SELECTED PASSAGE:
* * *
On the UK Parliament's 750th birthday, the All Party Parliamentary Group met to discuss collaborative initiatives in malaria research.
In the historic setting of the Palace of Westminster, on January 20th, the All Party Parliamentary Group on Malaria and Neglected Tropical Diseases (APPMG) met to discuss collaborative initiatives in malaria research. Last year, the UK Government pledged to increase funding for the fight against malaria up to £500 million every year, a goal the APPMG hopes to see achieved in 2015.
Introducing her talk, Regina Rabinovich, director of the ISGlobal Malaria Elimination Initiative, reflected on the huge progress made over the last decade. The scaling up of effective tools, including long lasting insecticide treated bed nets (LLINs), rapid diagnostic tests (RDTs) and artemisinin-based combination treatments (ACTs) has resulted in impressive gains in lives saved. But none of these tools remain impressive in the face of resistance; continued investment in R&D is an essential component of the path forward. Rabinovich contemplated the false dichotomy between malaria control and elimination. She shared research findings that show that elimination is a surprisingly stable state, whereas becoming lax with continued control efforts and allowing funding to drop have shown to cause disastrous resurgences in malaria.
The community agreed that science and evidence are needed to drive our efforts towards malaria goals, both driving down deaths and driving out infection. The Malaria Eradication Research Agenda (malERA) articulated some of the research questions an eradication effort would have to address, and since malERA we've seen great progress made. Kate Whitfield, from ISGlobal, demonstrated how the 'MESA Track' database developed by the Malaria Eradication Scientific Alliance has begun to capture some of the ongoing research, helping to monitor progress in research ahead of publication and identify where gaps persist.
* * *
Point localization data:

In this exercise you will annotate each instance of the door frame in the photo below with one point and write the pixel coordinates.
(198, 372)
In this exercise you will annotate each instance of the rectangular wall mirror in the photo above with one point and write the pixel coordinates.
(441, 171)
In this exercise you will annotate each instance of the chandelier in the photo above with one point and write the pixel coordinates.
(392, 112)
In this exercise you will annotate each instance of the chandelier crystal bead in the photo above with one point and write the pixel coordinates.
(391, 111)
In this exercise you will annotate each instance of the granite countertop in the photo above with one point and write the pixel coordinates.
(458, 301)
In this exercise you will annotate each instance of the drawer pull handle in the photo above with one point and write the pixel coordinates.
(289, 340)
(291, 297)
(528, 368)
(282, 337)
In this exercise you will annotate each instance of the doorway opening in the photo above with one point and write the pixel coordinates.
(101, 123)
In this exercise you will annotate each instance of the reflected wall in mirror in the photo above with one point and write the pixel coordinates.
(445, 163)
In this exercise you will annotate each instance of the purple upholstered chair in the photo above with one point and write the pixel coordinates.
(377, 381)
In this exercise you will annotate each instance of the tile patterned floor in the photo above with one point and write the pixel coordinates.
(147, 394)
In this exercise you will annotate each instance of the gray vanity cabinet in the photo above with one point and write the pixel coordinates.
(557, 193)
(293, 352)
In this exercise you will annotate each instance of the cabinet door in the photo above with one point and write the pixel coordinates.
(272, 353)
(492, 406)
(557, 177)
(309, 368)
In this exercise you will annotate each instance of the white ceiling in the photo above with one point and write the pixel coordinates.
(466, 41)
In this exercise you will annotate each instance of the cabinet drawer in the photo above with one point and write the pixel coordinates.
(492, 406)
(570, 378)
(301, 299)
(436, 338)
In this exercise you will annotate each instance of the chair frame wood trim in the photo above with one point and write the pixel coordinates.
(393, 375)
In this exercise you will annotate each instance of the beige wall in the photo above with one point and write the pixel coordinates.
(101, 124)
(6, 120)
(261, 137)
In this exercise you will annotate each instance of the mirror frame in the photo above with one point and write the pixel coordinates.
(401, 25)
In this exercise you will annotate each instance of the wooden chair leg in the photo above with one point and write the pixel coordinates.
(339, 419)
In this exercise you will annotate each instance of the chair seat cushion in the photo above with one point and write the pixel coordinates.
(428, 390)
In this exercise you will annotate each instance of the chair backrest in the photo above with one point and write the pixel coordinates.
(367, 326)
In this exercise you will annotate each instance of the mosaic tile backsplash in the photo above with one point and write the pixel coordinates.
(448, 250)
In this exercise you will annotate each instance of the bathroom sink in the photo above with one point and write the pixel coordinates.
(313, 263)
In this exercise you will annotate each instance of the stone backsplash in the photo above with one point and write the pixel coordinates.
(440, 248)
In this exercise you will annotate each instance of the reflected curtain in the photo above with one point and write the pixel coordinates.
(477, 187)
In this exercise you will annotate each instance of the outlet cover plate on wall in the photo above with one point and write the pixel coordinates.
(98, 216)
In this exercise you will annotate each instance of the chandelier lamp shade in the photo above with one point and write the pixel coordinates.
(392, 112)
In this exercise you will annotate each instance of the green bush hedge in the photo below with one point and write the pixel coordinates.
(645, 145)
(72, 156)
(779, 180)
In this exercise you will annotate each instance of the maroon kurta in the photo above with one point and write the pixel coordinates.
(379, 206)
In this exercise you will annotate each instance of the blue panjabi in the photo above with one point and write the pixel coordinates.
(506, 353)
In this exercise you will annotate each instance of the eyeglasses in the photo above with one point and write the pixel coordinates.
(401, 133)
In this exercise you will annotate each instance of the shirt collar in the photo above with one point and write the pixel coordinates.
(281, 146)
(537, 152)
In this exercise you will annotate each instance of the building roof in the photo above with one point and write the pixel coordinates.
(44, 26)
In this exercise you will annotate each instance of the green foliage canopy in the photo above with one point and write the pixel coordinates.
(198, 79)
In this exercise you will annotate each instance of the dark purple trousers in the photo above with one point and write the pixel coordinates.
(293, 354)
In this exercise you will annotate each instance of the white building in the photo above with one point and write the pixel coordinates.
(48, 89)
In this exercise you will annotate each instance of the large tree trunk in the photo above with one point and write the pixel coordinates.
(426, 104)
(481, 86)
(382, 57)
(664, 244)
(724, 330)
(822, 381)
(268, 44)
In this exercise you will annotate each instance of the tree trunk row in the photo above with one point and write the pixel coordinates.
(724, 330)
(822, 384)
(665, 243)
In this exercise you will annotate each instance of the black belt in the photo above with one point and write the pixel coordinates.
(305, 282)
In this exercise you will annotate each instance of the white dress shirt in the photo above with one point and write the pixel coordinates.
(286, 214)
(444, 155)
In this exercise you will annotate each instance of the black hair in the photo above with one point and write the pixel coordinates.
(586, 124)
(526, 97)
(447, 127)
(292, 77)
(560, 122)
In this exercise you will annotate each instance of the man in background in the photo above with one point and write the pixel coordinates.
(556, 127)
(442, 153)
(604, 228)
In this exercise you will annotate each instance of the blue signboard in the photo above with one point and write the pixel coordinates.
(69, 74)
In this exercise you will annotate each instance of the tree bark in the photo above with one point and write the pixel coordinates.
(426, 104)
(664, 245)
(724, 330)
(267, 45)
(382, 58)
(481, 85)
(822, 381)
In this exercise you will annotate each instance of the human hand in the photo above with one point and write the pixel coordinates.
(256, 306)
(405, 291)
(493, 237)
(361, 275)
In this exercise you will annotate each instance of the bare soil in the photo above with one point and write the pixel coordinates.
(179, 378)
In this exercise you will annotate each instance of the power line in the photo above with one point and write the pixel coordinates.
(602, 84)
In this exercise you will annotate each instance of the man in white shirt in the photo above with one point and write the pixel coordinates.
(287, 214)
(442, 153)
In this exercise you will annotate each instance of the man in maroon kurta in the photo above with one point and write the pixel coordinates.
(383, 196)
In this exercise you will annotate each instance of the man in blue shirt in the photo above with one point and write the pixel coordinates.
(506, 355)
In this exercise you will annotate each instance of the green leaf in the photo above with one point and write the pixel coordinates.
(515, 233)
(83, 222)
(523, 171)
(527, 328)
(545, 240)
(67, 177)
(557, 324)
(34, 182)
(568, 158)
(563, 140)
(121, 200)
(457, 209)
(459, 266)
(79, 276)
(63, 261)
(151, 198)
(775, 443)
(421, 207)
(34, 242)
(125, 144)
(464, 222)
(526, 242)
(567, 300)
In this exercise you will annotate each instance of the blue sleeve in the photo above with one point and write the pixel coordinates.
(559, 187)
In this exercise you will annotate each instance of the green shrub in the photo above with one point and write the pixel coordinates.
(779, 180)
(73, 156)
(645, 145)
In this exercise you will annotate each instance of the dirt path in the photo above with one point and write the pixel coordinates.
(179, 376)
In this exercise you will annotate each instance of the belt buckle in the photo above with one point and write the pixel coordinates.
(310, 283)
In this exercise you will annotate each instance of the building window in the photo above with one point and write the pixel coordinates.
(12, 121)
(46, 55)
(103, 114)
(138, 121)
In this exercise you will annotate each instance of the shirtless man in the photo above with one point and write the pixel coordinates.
* * *
TASK GOAL:
Carry on the report of the malaria research meeting at Westminster, beginning right after its final sentence.

RESPONSE TO THIS TASK:
Resistance, both insecticide and drug, are of primary concern. Rabinovich warned that waiting to see public health impact of insecticide resistance would be too late. The group discussed that with promising novel candidates in the pipeline developed by industry partners and the Innovative Vector Control Consortium, we need to create the right environment and social contracts to get the products to the market as quickly as we can.
Discussion led by Andrea Stewart, from the Worldwide Artemisinin Resistance Network, centred on the power of pooling data from multiple clinical trials from all over the world to analyse safety, efficacy and quality of ACTs. WWARN provides a platform and toolkit for researchers and other partners to share and analyse their combined data.
David Schellenberg, from the London School Hygiene and Tropical Medicine, presented some of the main findings generated by the ACT Consortium that show that using RDT diagnostics led to better use of ACTs by patients with malaria. However, striking the balance between sufficient access to malaria treatment and targeting the treatment to people with real malaria still has to be tackled, as current RDTs sometimes show false negatives. Research results also suggested that different retail prices of diagnostics compared to drugs can have an impact on uptake.